Teks Bacaan

—————

HEADLINEOPINI

Penambang Semakin Sengsara

×

Penambang Semakin Sengsara

Sebarkan artikel ini

Oleh: Romlan



Tuhan menciptakan kekayaan alam ini untuk hambanya, agar bisa mencari nafkah untuk memenuhi kebutuhan hidup dirinya dan keluarganya. Miris dan ironis! Itulah yang dirasakan penulis ketika mendengar keluh kesah penambang timah di negeri ini.

Sebagai rakyat Indonesia, para penambang juga tentu punya hak untuk hidup sejahtera dan bermartabat. Namun hal itu tidaklah semudah yang dibayangkan. Tidak semudah para pemangku kepentingan mengetok palu, ketika mengesahkan Undang-Undang dan Peraturan.

Fakta yang tidak terbantahkan. Regulasi di sektor pertambangan yang berlaku saat ini, tidak satupun yang berpihak kepada kepentingan rakyat kecil. Regulasi yang sejatinya untuk menyelamatkan kekayaan sumberdaya alam dan mensejahterakan rakyat, malah berbalik menyengsarakan, terkhusus para penambang timah dan mineral ikutannya.

Ketatnya peraturan, dan sulitnya mendapatkan legalitas, menyebabkan penambangan timah secara ilegal takkan pernah berakhir. Di satu sisi rakyat butuh makan, di sisi lain aturan hukum wajib ditegakkan. Haruskah rakyat disalahkan? Layakkah para penambang timah ilegal itu dihukum?

Penambang timah ilegal itu semakin sengsara, ketika penguasa tanpa pangkat alias preman kampung bermunculan. Mereka menjadi penguasa sekaligus regulator di “kampungnya” sendiri.

—————

Instruksi Kerja
Tulis ulang bagian teks opini tentang penambang timah di atas, antara "Sebarkan artikel ini" dan "di negeri ini.", termasuk keduanya. Ganti "kekayaan alam" dengan "sumber daya alam".

—————

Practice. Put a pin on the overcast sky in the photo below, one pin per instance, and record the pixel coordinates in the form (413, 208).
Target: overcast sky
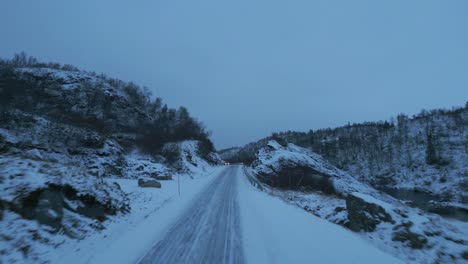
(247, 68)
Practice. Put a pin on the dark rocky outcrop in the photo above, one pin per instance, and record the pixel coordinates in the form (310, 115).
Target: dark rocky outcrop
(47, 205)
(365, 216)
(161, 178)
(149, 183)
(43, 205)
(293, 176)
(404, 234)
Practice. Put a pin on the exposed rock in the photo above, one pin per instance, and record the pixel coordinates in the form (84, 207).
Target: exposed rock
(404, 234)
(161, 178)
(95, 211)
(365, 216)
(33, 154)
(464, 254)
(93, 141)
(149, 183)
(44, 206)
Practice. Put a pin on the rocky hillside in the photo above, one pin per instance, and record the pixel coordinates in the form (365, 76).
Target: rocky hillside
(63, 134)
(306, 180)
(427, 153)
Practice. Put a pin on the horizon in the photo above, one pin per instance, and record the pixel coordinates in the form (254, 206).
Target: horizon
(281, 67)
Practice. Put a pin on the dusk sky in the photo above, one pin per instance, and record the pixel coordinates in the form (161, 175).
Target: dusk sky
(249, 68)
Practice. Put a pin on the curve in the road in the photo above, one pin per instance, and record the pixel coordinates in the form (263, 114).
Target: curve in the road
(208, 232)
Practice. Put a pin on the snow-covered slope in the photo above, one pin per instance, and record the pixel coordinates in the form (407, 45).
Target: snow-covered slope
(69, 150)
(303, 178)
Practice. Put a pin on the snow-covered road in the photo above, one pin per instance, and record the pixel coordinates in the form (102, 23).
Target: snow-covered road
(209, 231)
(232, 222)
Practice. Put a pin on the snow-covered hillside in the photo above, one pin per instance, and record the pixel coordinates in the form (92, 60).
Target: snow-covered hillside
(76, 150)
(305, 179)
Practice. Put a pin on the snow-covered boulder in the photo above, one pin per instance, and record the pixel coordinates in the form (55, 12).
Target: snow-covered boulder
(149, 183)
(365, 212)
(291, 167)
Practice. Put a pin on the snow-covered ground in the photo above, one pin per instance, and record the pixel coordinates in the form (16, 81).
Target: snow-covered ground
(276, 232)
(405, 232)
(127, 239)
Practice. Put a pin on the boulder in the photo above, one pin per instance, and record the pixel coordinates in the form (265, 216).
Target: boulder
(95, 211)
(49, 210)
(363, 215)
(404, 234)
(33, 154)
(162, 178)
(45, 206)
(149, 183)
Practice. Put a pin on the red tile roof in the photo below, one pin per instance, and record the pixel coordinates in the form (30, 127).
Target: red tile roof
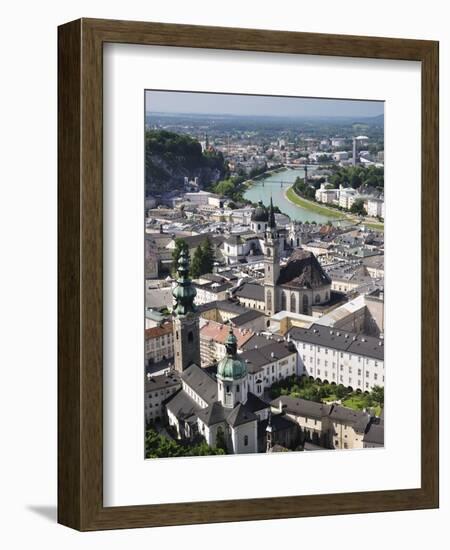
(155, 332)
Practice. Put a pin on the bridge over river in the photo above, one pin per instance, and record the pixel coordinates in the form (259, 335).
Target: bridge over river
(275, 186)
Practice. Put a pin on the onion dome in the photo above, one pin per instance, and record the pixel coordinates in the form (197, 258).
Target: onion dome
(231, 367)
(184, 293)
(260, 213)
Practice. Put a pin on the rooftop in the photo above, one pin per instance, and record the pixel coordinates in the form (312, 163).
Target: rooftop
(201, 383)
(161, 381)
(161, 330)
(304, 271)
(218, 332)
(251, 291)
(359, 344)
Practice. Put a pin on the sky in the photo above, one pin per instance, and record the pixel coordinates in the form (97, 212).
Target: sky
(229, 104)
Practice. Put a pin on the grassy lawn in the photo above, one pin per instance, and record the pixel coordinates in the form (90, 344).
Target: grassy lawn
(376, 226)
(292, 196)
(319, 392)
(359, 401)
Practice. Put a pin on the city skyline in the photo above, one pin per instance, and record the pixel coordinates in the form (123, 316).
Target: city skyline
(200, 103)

—————

Jawaban
Sebarkan artikel ini

Oleh: Romlan



Tuhan menciptakan sumber daya alam ini untuk hambanya, agar bisa mencari nafkah untuk memenuhi kebutuhan hidup dirinya dan keluarganya. Miris dan ironis! Itulah yang dirasakan penulis ketika mendengar keluh kesah penambang timah di negeri ini.